● **Set problem 1**
Translate this sentence from the post about All My Children into Spanish: "One of her first orders of business was trying to break up a young couple Phillip and Tara."
● **Set problem 2**
According to the post about All My Children, in what year did Susan Lucci finally win an Emmy?
● **Set problem 3**
Go on with the post about All My Children, picking up right after its final sentence.

● **Document text**

^^^^^^^^^^^^^^^^

So my mom was over the other day and announced, “Well, Friday is the last day for ‘All My Children.'” To which my gramma replied, “Aw, you gonna cry?”
My mom watched All My Children — hereafter referred to as “AMC” or “All My Kids” — from the beginning, as it aired around a time that she breastfed my 41-year-old sis (when she was still a baby, of course). It replaced the game show “Dream House” where contestants would win room furnishings, and sometimes an actual house, a mix of “The Price Is Right” and “Extreme Home Makeover.”
“I’d never seen a soap opera, and I wanted to watch it from the beginning to find out if everyone was sane — and then they started sleeping with each other and killing and lying? Or if they start out at different stages of nuttyhood,” my mom said.
Apparently Erica Kane — played by Susan Lucci, who finally won an Emmy in 1999 on her 19th nomination — was an evil wench right from the start. One of her first orders of business was trying to break up a young couple Phillip and Tara. (Phillip, the heartthrob of Pine Valley — later replaced by Tad — was the adopted son of Ruth and Joe Martin, which he didn’t realize at the time, of course. FYI the actress who played Ruth, Mary Fickett, died last week at the age of 83.)

^^^^^^^^^^^^^^^^

● **Provided material**
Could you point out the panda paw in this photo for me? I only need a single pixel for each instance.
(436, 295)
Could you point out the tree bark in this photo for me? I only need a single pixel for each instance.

^^^^^^^^^^^^^^^^

● **Expected answer 1**
Una de sus primeras tareas fue intentar separar a una joven pareja, Phillip y Tara.

● **Expected answer 2**
1999, on her 19th nomination.

● **Expected answer 3**
While my mom was working at Public Aid, she’d watch “All My Kids”on her lunch break — in the electronics department at Montgomery Ward in downtown Chicago. “[The employees] got tired of seeing everybody standing there, so they just put in these pew-like benches and we would just sit there and eat our lunch and watch.” This was a cutting-edge show: Erica Kane was the first TV character to have an abortion, and they dealt with issues of homosexuality, spousal abuse of women, and pregnancy after 40. By the time I came around, my mom was staying at home, and her third child didn’t quell her addiction to the daytime serial.
“All My Children” came on at noon. It was my mom’s “show” and we weren’t allowed to watch anything else during that time, or bother her (though she disputes this). So I would inevitably end up watching it sometimes, during the summer or if we’d come home for lunch. And I fell in love, too, I guess. The evil twins on this show were branded on my little brain, it introduced me to insane, maybe — to characters like Natalie and her evil twin “Crazy Janet” (who threw her into a well), and vindictive Adam Chandler and his child-like other half Stuart. (And it introduced me to Kelly Ripa too — don’t forget that she got her start on this show as Hayley! And Carol Burnett played a character named Verla! Oh, I also got the autograph of Taylor Miller — aka “Nina Cortlandt” — when she was filming a movie near my childhood house in Oak Park.)
My mom, who hasn’t watched in over 10 years, said that she’s watched the show the last couple days and reported: “Tad and Dixie are getting married for like the third time, Angie got her sight back, and they brought Stuart back from the dead.” (Oh, Dixie came back from the dead too at one point — Adam had stashed her away in a mental institution.)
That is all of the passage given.